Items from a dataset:
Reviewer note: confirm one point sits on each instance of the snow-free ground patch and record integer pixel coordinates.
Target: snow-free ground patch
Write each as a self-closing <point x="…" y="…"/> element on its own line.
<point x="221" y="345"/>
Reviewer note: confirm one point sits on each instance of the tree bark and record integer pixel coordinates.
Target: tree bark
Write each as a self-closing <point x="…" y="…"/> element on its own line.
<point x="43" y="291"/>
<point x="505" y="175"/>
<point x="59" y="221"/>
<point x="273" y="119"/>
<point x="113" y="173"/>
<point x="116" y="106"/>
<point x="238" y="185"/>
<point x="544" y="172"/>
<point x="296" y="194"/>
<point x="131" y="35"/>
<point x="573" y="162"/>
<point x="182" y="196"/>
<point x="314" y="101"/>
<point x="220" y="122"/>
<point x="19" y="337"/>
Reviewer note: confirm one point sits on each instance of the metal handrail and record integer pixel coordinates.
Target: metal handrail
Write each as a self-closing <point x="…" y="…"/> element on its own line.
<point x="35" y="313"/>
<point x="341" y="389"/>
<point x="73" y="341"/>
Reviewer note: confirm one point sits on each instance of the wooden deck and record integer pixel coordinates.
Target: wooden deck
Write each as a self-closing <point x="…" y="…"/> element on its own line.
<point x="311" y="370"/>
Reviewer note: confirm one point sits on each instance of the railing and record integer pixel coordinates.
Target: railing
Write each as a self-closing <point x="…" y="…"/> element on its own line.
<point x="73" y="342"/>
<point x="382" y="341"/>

> _What to work on_
From the entries above, copy every line where the word "free" shows up.

> _Result for this task_
Reviewer note: confirm one point sits on each instance of the snow-free ground patch and record integer pixel coordinates.
Target: snow-free ground patch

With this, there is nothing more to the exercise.